Start of DATA SHOWN

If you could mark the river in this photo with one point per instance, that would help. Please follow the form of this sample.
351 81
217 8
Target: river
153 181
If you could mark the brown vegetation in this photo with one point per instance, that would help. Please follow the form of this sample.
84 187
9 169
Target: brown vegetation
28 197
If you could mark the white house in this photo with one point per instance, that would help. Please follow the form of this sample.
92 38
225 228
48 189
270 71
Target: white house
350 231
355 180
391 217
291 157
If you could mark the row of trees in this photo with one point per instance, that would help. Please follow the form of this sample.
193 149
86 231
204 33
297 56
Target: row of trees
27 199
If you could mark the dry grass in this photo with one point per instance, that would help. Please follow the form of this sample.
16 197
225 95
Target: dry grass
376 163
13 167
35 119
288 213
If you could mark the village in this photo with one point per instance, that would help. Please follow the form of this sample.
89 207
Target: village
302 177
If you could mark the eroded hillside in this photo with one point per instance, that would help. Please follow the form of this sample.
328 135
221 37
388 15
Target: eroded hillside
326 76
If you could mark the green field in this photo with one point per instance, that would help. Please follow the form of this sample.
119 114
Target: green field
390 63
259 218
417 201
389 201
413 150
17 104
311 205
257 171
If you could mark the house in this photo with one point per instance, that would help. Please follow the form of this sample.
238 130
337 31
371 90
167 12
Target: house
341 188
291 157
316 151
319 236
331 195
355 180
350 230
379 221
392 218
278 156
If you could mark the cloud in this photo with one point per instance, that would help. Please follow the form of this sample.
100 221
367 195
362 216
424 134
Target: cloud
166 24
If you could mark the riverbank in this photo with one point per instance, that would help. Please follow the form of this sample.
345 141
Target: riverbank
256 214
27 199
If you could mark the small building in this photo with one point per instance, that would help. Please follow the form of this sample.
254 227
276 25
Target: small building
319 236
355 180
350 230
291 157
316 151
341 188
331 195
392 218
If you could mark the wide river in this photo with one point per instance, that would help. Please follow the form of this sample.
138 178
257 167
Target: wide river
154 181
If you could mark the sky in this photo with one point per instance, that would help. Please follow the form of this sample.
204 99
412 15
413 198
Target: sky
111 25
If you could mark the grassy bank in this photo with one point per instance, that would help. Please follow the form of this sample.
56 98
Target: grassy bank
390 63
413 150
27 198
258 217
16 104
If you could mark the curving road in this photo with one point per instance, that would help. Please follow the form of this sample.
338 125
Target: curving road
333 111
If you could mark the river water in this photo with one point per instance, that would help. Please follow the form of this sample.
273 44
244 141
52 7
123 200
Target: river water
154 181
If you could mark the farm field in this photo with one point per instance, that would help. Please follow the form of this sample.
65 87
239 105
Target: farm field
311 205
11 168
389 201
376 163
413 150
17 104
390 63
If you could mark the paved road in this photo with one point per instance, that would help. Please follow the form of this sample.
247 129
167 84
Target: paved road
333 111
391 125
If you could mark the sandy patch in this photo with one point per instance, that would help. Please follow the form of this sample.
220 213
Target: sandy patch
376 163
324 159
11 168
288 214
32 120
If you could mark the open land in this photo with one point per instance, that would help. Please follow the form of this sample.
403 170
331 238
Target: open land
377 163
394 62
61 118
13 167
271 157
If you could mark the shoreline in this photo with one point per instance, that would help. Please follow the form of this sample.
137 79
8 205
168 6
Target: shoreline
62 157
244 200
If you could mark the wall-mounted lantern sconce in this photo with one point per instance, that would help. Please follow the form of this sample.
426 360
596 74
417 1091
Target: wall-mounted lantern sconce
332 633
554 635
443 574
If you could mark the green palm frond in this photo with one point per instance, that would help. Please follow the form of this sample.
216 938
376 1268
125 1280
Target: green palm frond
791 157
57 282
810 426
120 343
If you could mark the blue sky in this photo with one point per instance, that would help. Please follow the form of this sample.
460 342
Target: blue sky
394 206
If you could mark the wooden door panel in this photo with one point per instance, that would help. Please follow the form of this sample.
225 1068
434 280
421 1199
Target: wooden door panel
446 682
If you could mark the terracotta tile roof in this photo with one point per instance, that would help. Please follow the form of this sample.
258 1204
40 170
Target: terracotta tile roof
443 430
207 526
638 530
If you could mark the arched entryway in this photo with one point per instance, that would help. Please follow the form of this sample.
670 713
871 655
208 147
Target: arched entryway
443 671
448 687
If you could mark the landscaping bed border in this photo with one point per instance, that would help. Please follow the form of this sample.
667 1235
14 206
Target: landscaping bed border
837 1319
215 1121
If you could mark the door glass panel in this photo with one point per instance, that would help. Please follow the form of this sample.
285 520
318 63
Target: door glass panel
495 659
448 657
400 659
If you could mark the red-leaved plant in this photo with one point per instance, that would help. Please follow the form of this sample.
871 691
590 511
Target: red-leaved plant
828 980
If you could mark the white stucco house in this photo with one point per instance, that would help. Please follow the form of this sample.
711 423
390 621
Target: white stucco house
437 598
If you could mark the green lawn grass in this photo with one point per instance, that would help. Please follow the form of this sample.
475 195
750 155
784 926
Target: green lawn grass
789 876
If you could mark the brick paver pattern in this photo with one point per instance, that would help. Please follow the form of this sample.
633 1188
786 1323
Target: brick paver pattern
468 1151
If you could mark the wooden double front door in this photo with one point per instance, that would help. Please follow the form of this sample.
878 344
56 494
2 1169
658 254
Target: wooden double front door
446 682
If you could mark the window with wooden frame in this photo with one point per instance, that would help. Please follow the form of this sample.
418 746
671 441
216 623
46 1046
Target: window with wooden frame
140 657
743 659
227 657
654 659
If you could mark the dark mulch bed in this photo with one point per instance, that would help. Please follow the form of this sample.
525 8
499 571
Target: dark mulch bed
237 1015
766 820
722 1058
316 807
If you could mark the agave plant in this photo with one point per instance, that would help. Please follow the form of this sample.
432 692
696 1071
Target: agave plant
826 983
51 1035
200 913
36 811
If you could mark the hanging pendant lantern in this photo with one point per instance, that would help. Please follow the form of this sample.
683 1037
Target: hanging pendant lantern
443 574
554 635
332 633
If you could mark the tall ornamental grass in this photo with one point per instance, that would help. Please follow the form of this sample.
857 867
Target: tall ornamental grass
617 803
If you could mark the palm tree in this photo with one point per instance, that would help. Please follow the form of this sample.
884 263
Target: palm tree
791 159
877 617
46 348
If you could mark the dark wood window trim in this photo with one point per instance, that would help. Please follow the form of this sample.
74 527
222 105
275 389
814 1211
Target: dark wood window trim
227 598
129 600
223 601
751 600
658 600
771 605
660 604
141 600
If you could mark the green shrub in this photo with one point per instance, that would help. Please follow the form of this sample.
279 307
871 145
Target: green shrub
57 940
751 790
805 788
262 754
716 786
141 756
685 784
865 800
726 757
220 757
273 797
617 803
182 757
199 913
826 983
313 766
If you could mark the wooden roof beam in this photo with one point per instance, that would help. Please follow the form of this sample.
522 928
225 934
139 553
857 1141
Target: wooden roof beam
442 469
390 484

End of DATA SHOWN

TASK GOAL: All of the lines above are to be restated word for word.

SOLVED PROBLEM:
If you could mark the river in this photo with one point per instance, that would help. Please follow the form of this sample.
351 81
217 8
Target: river
153 181
If you could mark the brown vegetation in this photo with one point per instance, that would help. Please follow the form of this sample.
84 187
9 169
Target: brown vegetation
28 197
If you could mark the white house in this photo with one point per instance, that would help. Please follow the form of this sample.
92 38
225 228
48 189
270 71
Target: white house
350 231
355 180
391 217
291 157
If you could mark the row of trees in this photo with one point per instance, that would help. Please follow the form of this sample.
193 149
86 231
204 33
297 56
Target: row of trees
27 199
If you could mark the dry grass in this photo with one point per instance, that would help. Please follow the form of this sample.
16 197
225 95
Target: dry grass
376 163
13 167
35 119
288 213
If you could mark the village in this photo with one point per instance, that would help. Please follow the form of this sample.
89 207
Target: village
302 177
If you could mark the eroded hillside in this photo with one point per instance, that would help. Please follow the form of this sample.
328 135
221 37
388 15
Target: eroded hillside
326 76
If you could mark the green field in this photo with one point per instance, that would help. Please follow the form of this sample.
119 114
Target: green field
390 63
259 218
417 201
389 201
413 150
17 104
311 205
257 171
If you could mark the house in this photo with one point per instance, that would help. Please follow the form of this sample.
238 130
337 31
371 90
167 12
Target: house
341 188
291 157
316 151
319 236
331 195
355 180
350 230
379 221
392 218
278 156
If you could mark the cloud in this photo with one point per instance, that would help. Please follow the form of this sample.
100 221
367 195
362 216
424 134
Target: cloud
166 24
If you could mark the riverbank in this photo with one point per instance, that would help. Please follow the form of this sample.
345 141
Target: riverbank
256 214
27 199
If you could mark the small building in this photo with one point per instance, that would help. Please follow the form of this sample.
254 227
276 25
Target: small building
319 236
355 180
350 230
291 157
316 151
341 188
331 195
392 218
If you could mark the wide river in this photo with one point per instance, that would help. Please follow the form of this sample.
138 178
257 167
Target: wide river
154 181
If you could mark the sky in this photo with one point per instance, that would help. Please follow the form of this sample.
204 99
412 15
413 198
Target: sky
111 25
If you could mark the grassy bank in this photo with one point per instance, that would help. Please follow the form of this sample.
56 98
Target: grassy bank
390 63
413 150
27 198
258 217
16 104
If you could mark the curving road in this photo with one point per instance, that would help. Please follow the form of this sample.
338 125
Target: curving road
333 111
If you could mark the river water in this photo with one point per instance, that would help. Please follow the form of this sample.
273 44
244 141
52 7
123 200
Target: river water
154 181
If you could mark the farm field in this photo with one point per instance, that would help. Please follow the form of this sample.
65 87
239 105
Target: farm field
311 205
11 168
389 201
376 163
413 150
17 104
390 63
If you could mark the paved road in this photo with one point per instance, that would help. Please follow the form of this sample.
247 129
167 84
Target: paved road
333 111
391 125
If you could mark the sandy patch in this photo with one point per instance, that would help. Please follow the form of this sample.
220 213
Target: sandy patch
376 163
324 159
11 168
288 214
32 120
If you could mark the open land in this photo with one point per instance, that would help. Please follow the form of this sample.
403 170
331 238
Target: open land
377 163
394 62
61 118
13 167
271 157
If you could mark the shoreline in this photo with one point per instance, that would help. Please follow the form of this sample.
137 79
8 205
168 6
Target: shoreline
62 157
244 200
If you could mark the wall-mounted lantern sconce in this photo with one point per instance, that would help. Please follow the form of this sample.
426 360
596 74
417 1091
Target: wall-mounted lantern sconce
332 633
554 635
443 574
If you could mark the green palm frond in this photo with one point per instance, that would help. Please follow the form of this sample.
216 938
376 1268
125 1280
Target: green palm frond
791 157
57 282
810 426
120 343
If you could mark the blue sky in this photo with one point per instance, that would help. Please follow the form of this sample.
460 342
Target: blue sky
394 206
If you could mark the wooden door panel in this photo with one point per instance, that would help. Please follow the form of this sample.
225 1068
434 280
421 1199
Target: wooden door panel
446 682
If you could mark the terracotta tile roof in this photo with one point per instance, that would help. Please follow the form of this sample.
258 1204
40 170
Target: terracotta tile roof
443 430
207 526
638 530
If you could mark the arched entryway in this photo with one point per instance, that would help. Please follow the form of this sample.
670 713
871 655
208 147
Target: arched entryway
443 671
448 687
If you could mark the landscaping bed border in this photo with one point per instance, that would help. Please follow the form of this sample.
667 1235
14 206
Target: landscaping bed border
837 1319
215 1121
If you could mark the door glass panel in this photo with one point per instance, that would help. Please follow the form of this sample.
285 520
318 63
Target: door glass panel
495 659
448 657
400 659
If you could mark the red-leaved plant in this photo with one point per instance, that would help. Please follow the form of this sample.
871 691
590 511
Target: red-leaved plant
828 980
If you could mark the white stucco house in this photo with one point per instance, that would help. Please follow the form of this sample.
711 423
390 621
Target: white stucco house
437 598
If you could mark the green lawn grass in this photo with one point per instance, that would help. Please follow the form of this sample.
475 195
750 155
784 926
Target: green lawn grass
789 876
If you could mark the brick paver pattern in this photo with one point per instance, that would help. Please follow the form of this sample.
633 1188
786 1323
Target: brick paver pattern
468 1151
If you could mark the wooden double front door in this photo with one point per instance, that would help. Please follow the form of this sample.
878 344
56 494
2 1169
658 254
Target: wooden double front door
446 682
If you could mark the window with wooden frame in this photo with one point per instance, that would help. Please follow the form of this sample.
418 746
671 441
216 623
46 1046
Target: window with wooden frame
140 657
743 659
227 657
654 659
If you could mark the dark mulch bed in this photo with one point per instance, that would help. Please follow the form of this sample.
525 8
499 571
Target: dark mulch bed
237 1015
766 820
722 1058
316 807
If you could mark the agave plant in this photo with one point per instance, that would help. Please follow the form of this sample.
432 692
696 1071
Target: agave plant
826 983
51 1035
200 913
36 811
If you could mark the hanging pendant lantern in this photo with one point per instance, that would help. Please follow the form of this sample.
683 1037
Target: hanging pendant lantern
443 574
554 635
332 633
If you could mark the tall ornamental grass in this photo with one point per instance, that would help. Please follow the form of this sample.
857 867
Target: tall ornamental grass
617 803
If you could mark the palm tree in this photo with one point per instance, that would help. Please follow the form of this sample.
884 263
Target: palm tree
791 159
877 617
46 348
If you could mark the dark wood window trim in this photo with one point per instance, that would help. Please follow the form of this sample.
74 527
222 105
275 389
814 1211
Target: dark wood window trim
227 598
129 600
223 601
751 600
658 600
771 605
660 604
141 600
If you could mark the green shrub in this photo with one point per instance, that would help. Please follow the form of this sample.
279 307
871 145
Target: green shrub
57 940
751 790
805 788
262 754
716 786
141 756
685 784
865 800
726 757
220 757
273 797
617 803
182 757
199 913
826 983
313 766
If you could mark the wooden roof beam in this photo with one point per instance, that would help. Please follow the form of this sample.
522 928
225 934
139 553
857 1141
Target: wooden roof beam
442 469
390 484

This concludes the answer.